____ TEXT FOR ANALYSIS
Sunday, October 25, 2020

Will a Coronavirus Vaccine Heal the Nation?

Presently, your humble scrivener is situated in Atlanta, Georgia, the destination of a long road trip from Cleveland, Ohio.  Tucked safely inside our car, we were insulated from the novel coronavirus as well as the storm surge of seething of the nation.  As of yet, there is no vaccine or truly effective therapeutic agent available for either of these afflictions.  My sense is that the virus will be sooner and more easily vanquished than will be the malignant divisions that are threatening our society.  

Am I being serious here?  Do I actually argue that a scourge from an invisible warrior that has wounded millions will be more easily defeated than our vile and vindictive politics?  Is reaching across the aisle or across the street or across the table such in insurmountable task?

Here’s why the virus, as wily and destructive as it is, will at some point be the first to be defeated. Our politics, in contrast, will be more like arthritis and diabetes, long term and progressive diseases that have evaded cures. 

Consider these distinctions.

  • We literally have decoded the DNA of the novel coronavirus.  We know the actual guts of the enemy.  The wiring of our political antagonism and strife, however, is an amorphous cloud that defies concrete understanding.  It has no tangible structure.
  • When we scream against the virus, it remains silent and permits us to vent.  When we yell at our neighbor, he yells back as we yell past each other.
________
* STUDY QUESTIONS
(A) Reproduce the passage from the essay on the coronavirus and the nation's political divisions, starting at "Consider these distinctions." and ending at "past each other.".
(B) Write the next part of the essay on the coronavirus and the nation's political divisions, picking up after its final sentence.
____ INFORMATION GIVEN
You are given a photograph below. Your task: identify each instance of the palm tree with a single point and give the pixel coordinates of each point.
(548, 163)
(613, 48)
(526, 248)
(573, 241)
________
* ANSWERS
(A)
Consider these distinctions.

  • We literally have decoded the DNA of the novel coronavirus.  We know the actual guts of the enemy.  The wiring of our political antagonism and strife, however, is an amorphous cloud that defies concrete understanding.  It has no tangible structure.
  • When we scream against the virus, it remains silent and permits us to vent.  When we yell at our neighbor, he yells back as we yell past each other.

(B)
  • As our experts combat the virus, they follow sound scientific principles and rely upon the successes and failures with prior pandemics and health crises.  There is playbook to follow.   Our fraught political divide is largely fueled on emotion, alternative facts and anger.  It is a zero-sum game.  There is no off-the-shelf playbook for this.  How do you dismantle an emotion?
  • Folks who are sick or scared that they may become the next coronavirus victim want to be healed and to stay well.  Self-preservation is a powerful motivator.  They want to pursue a pathway that will bypass pain and promote healing. A political force, in contrast, that spends its time and resources demonizing its enemies, doesn’t aim to avoid conflict but to foment it.  It stokes the fire.

As our road trip proceeded through Kentucky, Tennessee and rural Georgia, the political signage reflected the red character of these regions.  We ended up in a progressive Atlanta neighborhood where many houses display Black Lives Matter and various whimsical anti-Trump signs. 

I am confident that safe and effective vaccines against the novel coronavirus will emerge. Ultimately, they will be gamechangers.  But the Culture War epidemic will rage on.  Clearly, we have no natural immunity to protect us and the disease is beyond the realm of science.  Progress, should it develop, will have to happen one good person at a time.